Passage provided –
I specialize in building and studying MLLM-based Graphical User Interface (GUI) Agents. My work involves both their practical development and evaluation, but my core research passion is to elevate their cognitive capabilities toward human-like reasoning and generalization. To this end, my research also extends to synergistic fields such as RL4LLM, LLM Reasoning, and Tool-Use Agents, which I consider crucial for pushing the boundaries of what GUI agents can achieve.

Currently a third-year Undergraduate student in Communication Engineering at Xidian University and Heriot-Watt University, I am actively seeking a PhD/Intern Opportunity and contribute to advancing this exciting field.

Curriculum Vitae

📝 Publications

AAAI 2026 (Under Review)
sym

You Don’t Know Until You Click: Automated GUI Testing for Production-Ready Software Evaluation

Yutong Bian*, Xianhao Lin, Yupeng Xie et al.

Project

  • As the lead for AppEvalPilot, I designed and implemented a system to dynamically assess software functionality through UI interaction, moving beyond the limitations of static analysis for LLM-based software engineers.
  • My work involved creating automated test case generation and a test execution agent capable of complex GUI interactions.
  • The experimental results demonstrated a high correlation (0.91) between AppEvalPilot’s assessments and those of human experts, while also being 55% faster and 94.8% cheaper.

Dataset entries –
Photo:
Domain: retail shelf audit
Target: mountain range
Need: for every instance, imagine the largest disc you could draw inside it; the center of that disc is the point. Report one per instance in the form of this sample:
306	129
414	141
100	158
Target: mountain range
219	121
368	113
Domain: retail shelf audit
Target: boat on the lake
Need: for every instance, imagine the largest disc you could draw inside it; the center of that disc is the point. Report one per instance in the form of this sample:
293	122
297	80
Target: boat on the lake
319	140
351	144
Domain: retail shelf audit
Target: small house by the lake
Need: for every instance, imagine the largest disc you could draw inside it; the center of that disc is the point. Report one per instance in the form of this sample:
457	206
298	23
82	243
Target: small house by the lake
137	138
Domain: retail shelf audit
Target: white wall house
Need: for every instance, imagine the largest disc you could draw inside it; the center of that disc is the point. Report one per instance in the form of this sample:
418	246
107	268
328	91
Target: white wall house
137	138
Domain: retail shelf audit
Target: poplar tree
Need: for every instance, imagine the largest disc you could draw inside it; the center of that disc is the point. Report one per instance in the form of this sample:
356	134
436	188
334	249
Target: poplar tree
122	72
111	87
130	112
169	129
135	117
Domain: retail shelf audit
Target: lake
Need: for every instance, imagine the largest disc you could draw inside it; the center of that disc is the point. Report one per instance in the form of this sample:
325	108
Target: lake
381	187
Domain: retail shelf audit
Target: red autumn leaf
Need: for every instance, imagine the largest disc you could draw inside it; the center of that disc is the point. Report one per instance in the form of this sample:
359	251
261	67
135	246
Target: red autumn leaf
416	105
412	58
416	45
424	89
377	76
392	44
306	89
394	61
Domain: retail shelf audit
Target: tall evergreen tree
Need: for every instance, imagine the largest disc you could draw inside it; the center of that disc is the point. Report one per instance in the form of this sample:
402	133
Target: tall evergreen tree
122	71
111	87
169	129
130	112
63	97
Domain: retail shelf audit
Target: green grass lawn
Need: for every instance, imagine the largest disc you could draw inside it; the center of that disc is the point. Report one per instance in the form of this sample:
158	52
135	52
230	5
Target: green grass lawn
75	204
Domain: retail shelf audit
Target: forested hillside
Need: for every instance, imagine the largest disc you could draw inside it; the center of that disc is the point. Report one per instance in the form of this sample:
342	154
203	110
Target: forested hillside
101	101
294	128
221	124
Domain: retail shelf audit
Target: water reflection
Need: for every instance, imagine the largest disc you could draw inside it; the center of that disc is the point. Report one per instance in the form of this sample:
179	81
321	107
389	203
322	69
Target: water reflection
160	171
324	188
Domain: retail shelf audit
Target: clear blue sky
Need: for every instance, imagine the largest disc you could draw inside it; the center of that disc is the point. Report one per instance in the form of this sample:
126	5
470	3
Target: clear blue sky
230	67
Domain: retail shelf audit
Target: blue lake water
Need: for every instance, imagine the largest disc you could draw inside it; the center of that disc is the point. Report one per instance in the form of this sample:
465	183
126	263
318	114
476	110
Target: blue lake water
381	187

What you will do –
**A)** In the profile page on GUI agent research, what correlation did AppEvalPilot's assessments show with those of human experts?
**B)** Carry on the profile page on GUI agent research from the point where it ends.

Results by task –
**A)** 0.91

**B)**
📖 Educations

  • 2021.09 - 2026.06, B.Eng. in Communication Engineering, Xidian University, China & Heriot-Watt University, UK.
    • GPA: 3.8/4.0

💻 Internships

🚀 Projects

  • OSAgent: Cross-platform Intelligent Assistant (Sep. 2024 - May. 2025)
    • Focused on developing a universal, stable, and efficient GUI agent framework.
    • Contributed to the architecture design, perception, planning, and execution modules.
    • Achieved state-of-the-art performance on SpaBench (mobile) cross-application tasks (26.7% vs. 13.3% by the previous SOTA).
  • R1-Like GUI Agent Training (Apr. 2024 - May. 2025)
    • Focused on enhancing the core element grounding capability of GUI agents using GRPO.
    • Designed a data collection and refinement pipeline and a multi-component reward function.
    • Demonstrated that 1k meticulously selected data points can achieve performance comparable to SOTA models trained on millions of samples, significantly improving GUI grounding accuracy on benchmarks like ScreenSpot and ScreenSpotPro.